» Yang harus dikerjakan:
Dari teks tentang Lebaran yang hening, sebutkan semua hal yang dinyatakan tentang sikap kedua kelompok warga satu sama lain meski cara beribadah mereka berbeda.

» Teks bacaan:
━━━━━━━━━━━━━━━━

Mohon tunggu...
Iwan Setiawan
Iwan Setiawan Mohon Tunggu... Guru - Menulis untuk Indonesia

Pustakawan, dan bergiat di pendidikan nonformal.

Selanjutnya

Tutup

Ramadan Pilihan

Kesan Tak Biasa dari Lebaran yang Hening

24 Mei 2020   13:39 Diperbarui: 24 Mei 2020   13:30 354
+
Laporkan Konten
Laporkan Akun
Kompasiana adalah platform blog. Konten ini menjadi tanggung jawab bloger dan tidak mewakili pandangan redaksi Kompas.
Lihat foto
Photo: instagram @ilmanrakhmat

Di pagi hari Lebaran suasana begitu meriah. Gema takbir terdengar dari pelantang suara mesjid. Suara takbir seperti bersahutan. Bergema dari mesjid yang satu berbalas dari mesjid yang lain. 

Gang rumah kami dilalui para jemaah yang berjalan beriringan menuju mesjid terdekat. Meski tak seramai tahun yang lalu suara prcakapan dan langkah kaki mereka membawa suasana khas Lebaran.

Masyarakat di tempat kami tak seragam dalam menjalankan protokol penanggulangan wabah Covid-19. Warga menjalaninya dengan pemahaman masing-masing. 

Beberapa tetangga kami tetap menjalankan peribadatannya di mesjid seperti dalam keadaan normal. Sebagian yang lain menjalankan instruksi pemerintah dengan ketat. Dalam beribadah, kelompok warga ini menjalaninya di rumah.

Meski berbeda dalam pelaksanaan beribadah, kedua kelompok ini tetap akur. Kami tidak saling menyalahkan sikap masing-masing. Kami menghormati pilihan yang diambil.

━━━━━━━━━━━━━━━━

» Data yang diberikan:

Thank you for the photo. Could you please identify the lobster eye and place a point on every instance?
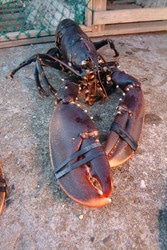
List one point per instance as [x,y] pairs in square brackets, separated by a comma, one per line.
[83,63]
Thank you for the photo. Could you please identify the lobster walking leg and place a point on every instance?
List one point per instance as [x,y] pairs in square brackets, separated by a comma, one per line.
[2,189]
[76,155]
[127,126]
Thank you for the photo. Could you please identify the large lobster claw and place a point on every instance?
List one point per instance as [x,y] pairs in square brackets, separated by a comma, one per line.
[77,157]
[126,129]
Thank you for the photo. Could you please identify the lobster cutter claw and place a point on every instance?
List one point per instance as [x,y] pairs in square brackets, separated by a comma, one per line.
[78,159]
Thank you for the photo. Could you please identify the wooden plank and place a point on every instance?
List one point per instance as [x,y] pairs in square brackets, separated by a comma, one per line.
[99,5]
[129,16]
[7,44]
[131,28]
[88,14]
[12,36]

━━━━━━━━━━━━━━━━

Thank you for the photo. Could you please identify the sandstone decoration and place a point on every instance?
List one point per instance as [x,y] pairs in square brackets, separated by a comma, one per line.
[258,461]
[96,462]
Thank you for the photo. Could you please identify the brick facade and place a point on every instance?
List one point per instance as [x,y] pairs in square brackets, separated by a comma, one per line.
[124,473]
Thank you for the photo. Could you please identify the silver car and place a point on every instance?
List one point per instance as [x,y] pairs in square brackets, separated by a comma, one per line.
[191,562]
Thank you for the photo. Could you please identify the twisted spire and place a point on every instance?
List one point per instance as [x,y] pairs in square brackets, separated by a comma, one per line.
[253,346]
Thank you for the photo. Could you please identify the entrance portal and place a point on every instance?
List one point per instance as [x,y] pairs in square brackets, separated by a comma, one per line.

━━━━━━━━━━━━━━━━

» Tempat jawaban:
- Tetap akur
- Tidak saling menyalahkan sikap masing-masing
- Menghormati pilihan yang diambil